__TASK REQUIREMENTS__.
Copy all the material below, exactly as it stands.
Begin THE RECORDS
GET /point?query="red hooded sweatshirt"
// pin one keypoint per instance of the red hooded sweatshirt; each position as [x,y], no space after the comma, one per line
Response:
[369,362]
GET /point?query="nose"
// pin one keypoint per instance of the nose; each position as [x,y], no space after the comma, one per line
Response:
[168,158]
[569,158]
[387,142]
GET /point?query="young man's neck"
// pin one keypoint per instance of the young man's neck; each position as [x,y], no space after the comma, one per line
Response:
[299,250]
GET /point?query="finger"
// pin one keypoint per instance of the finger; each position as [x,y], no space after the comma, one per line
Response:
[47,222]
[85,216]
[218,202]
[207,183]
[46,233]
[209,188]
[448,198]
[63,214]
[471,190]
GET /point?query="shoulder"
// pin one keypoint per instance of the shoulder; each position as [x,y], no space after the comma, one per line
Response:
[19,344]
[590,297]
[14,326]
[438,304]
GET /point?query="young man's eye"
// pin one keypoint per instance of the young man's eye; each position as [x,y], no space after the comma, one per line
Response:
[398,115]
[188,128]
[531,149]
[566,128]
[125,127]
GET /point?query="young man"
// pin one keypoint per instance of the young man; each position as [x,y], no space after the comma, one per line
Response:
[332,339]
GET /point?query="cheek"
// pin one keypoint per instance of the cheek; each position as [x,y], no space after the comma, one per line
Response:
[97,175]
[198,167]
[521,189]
End THE RECORDS
__WORKED SOLUTION__.
GET /point?query="red hooded sweatshirt"
// pin one keypoint per instance of the red hooded sweatshirt; each position as [x,y], no space after the comma, one per line
Response:
[369,362]
GET /point?query="nose"
// pin one keypoint per instance of the nose; each position as [x,y], no space after the comma, one per line
Response:
[168,158]
[569,158]
[387,142]
GET /point?query="young man's neck"
// pin one keypoint per instance of the young man's neck; each position as [x,y], no space after the comma, one per line
Response:
[299,250]
GET /point?query="finger"
// pin one keypoint per instance of the finger; each position as [x,y], no space after the comma, one per line
Response:
[47,222]
[85,216]
[218,202]
[207,183]
[46,233]
[209,188]
[448,198]
[63,214]
[471,190]
GET /point?query="shoulder"
// pin one keypoint per instance of the shoulder; each position as [x,y], no space after the comma, one per line
Response:
[19,344]
[590,297]
[14,326]
[438,304]
GET /point?query="young man's eye"
// pin one keypoint per instance of the young man's eye; each position as [x,y], no space after the comma, one per line
Response:
[398,115]
[188,128]
[531,149]
[566,128]
[125,127]
GET /point?query="young man"
// pin one keypoint per instance of the young man; each position as [x,y], no space after the comma, one per line
Response:
[332,339]
GET /point?query="cheek"
// pin one keypoint per instance of the cheek; each position as [x,y], no space after the comma, one per line
Response:
[97,175]
[198,167]
[521,189]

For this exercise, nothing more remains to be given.